Source records
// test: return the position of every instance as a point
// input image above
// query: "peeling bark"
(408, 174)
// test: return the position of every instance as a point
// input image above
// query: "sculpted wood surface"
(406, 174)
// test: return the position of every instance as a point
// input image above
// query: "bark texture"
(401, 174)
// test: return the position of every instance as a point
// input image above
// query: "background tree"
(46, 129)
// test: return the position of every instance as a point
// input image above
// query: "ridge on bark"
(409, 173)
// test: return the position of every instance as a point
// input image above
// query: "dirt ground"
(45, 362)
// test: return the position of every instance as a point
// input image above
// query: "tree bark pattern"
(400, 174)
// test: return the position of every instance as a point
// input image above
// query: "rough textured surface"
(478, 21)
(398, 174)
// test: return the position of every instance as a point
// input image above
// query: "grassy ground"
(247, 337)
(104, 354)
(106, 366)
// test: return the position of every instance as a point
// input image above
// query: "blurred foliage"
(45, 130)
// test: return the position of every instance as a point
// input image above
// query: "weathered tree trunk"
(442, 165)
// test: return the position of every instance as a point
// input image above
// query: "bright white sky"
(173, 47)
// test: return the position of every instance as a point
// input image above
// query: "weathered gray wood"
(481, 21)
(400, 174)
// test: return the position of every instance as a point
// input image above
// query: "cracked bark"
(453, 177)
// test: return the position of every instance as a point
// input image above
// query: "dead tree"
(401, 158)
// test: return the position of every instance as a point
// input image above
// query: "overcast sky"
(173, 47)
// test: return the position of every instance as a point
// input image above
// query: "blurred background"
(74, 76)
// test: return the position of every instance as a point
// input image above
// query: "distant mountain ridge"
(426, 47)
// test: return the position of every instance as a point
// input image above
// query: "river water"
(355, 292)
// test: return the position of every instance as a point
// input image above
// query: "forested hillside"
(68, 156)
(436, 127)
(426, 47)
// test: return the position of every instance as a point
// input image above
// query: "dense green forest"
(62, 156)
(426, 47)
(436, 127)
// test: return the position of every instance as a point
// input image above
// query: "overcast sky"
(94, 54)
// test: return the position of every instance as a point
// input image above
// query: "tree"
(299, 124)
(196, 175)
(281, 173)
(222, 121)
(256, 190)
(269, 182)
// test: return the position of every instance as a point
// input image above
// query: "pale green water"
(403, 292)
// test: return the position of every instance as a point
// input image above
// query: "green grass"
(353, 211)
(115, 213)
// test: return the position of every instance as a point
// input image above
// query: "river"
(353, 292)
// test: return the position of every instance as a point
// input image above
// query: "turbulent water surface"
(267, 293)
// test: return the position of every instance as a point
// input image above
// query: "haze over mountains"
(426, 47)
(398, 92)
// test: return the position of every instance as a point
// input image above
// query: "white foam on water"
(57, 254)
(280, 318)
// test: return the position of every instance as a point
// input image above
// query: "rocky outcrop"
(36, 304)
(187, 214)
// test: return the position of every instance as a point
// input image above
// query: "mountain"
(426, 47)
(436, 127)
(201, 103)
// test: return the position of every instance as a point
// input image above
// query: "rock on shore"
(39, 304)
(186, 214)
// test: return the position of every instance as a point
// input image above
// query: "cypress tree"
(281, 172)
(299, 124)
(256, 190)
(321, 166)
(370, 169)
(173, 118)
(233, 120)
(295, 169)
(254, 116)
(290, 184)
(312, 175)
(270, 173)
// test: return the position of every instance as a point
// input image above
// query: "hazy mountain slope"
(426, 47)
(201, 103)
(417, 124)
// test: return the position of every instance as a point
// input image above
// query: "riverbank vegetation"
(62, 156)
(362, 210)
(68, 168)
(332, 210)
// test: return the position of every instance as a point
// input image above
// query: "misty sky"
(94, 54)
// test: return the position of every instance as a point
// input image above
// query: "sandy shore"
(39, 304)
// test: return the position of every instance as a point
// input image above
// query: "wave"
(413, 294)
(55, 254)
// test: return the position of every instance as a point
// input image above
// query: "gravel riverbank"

About this exercise: Give every entry back unchanged. Leave none out.

Answer:
// test: return the position of every instance as a point
// input image above
// query: "peeling bark"
(408, 174)
// test: return the position of every instance as a point
// input image above
// query: "sculpted wood surface"
(406, 174)
// test: return the position of every instance as a point
// input image above
// query: "bark texture"
(401, 174)
// test: return the position of every instance as a point
// input image above
// query: "background tree"
(46, 129)
// test: return the position of every instance as a point
// input image above
// query: "ridge on bark"
(409, 173)
// test: return the position of every instance as a point
// input image above
// query: "dirt ground"
(45, 362)
// test: return the position of every instance as a point
// input image above
// query: "tree bark pattern"
(400, 174)
// test: return the position of every instance as a point
// input image above
// query: "rough textured surface"
(478, 21)
(398, 174)
// test: return the position of every instance as a point
// input image above
// query: "grassy ground"
(247, 337)
(104, 354)
(106, 366)
// test: return the position of every instance as a point
// input image above
// query: "blurred foliage"
(45, 130)
// test: return the position of every instance as a point
// input image above
// query: "weathered tree trunk"
(442, 165)
// test: return the position of every instance as a point
// input image above
// query: "bright white sky"
(173, 47)
// test: return the position of every instance as a point
// input image above
// query: "weathered gray wood"
(481, 21)
(400, 174)
// test: return the position of every instance as a point
// input image above
// query: "cracked bark"
(453, 177)
// test: return the position of every instance as a point
// input image above
// query: "dead tree"
(401, 158)
// test: return the position of every instance as a point
// input image above
// query: "overcast sky"
(173, 47)
// test: return the position of every instance as a point
// input image above
// query: "blurred background"
(74, 76)
// test: return the position of every instance as a point
// input image above
// query: "distant mountain ridge"
(426, 47)
// test: return the position of every instance as a point
// input image above
// query: "river water"
(355, 292)
// test: return the position of every instance as a point
// input image above
// query: "forested hillside"
(68, 156)
(436, 127)
(426, 47)
// test: return the position of every instance as a point
// input image above
// query: "dense green forest"
(62, 156)
(426, 47)
(436, 127)
// test: return the position of every instance as a point
// input image above
// query: "overcast sky"
(94, 54)
// test: return the position of every instance as a point
// input image above
// query: "tree"
(299, 124)
(196, 175)
(281, 173)
(222, 121)
(256, 190)
(269, 182)
// test: return the position of every instance as a point
// input image above
// query: "pale green water"
(403, 292)
// test: return the position of every instance as a point
// input image above
// query: "green grass"
(353, 211)
(115, 213)
// test: return the position of every instance as a point
// input image above
// query: "river"
(353, 292)
// test: return the position of every instance as a point
// input image above
// query: "turbulent water surface"
(267, 293)
// test: return the position of every instance as a point
// input image above
// query: "haze over mountains"
(426, 47)
(398, 92)
// test: return the position of every instance as a point
// input image above
// query: "white foam on water"
(57, 254)
(280, 318)
// test: return the position of every instance as a point
// input image above
// query: "rocky outcrop"
(36, 304)
(187, 214)
// test: return the position of every instance as a point
// input image above
// query: "mountain"
(426, 47)
(436, 127)
(201, 103)
// test: return the position of every instance as a point
// input image above
// query: "rock on shore"
(39, 304)
(186, 214)
// test: return the position of every instance as a point
// input image above
// query: "cypress tree"
(281, 172)
(299, 124)
(256, 190)
(321, 166)
(370, 169)
(173, 118)
(233, 120)
(295, 169)
(254, 116)
(290, 184)
(312, 175)
(270, 173)
// test: return the position of every instance as a point
// input image above
// query: "hazy mountain slope"
(426, 47)
(201, 103)
(417, 124)
// test: return the position of every instance as a point
// input image above
// query: "riverbank vegetation"
(62, 156)
(362, 210)
(68, 168)
(332, 210)
// test: return the position of every instance as a point
// input image above
// query: "misty sky"
(94, 54)
// test: return the position of every instance as a point
// input image above
// query: "sandy shore"
(39, 304)
// test: return the position of every instance as a point
// input image above
// query: "wave"
(413, 294)
(55, 254)
// test: return the position of every instance as a point
// input image above
// query: "gravel riverbank"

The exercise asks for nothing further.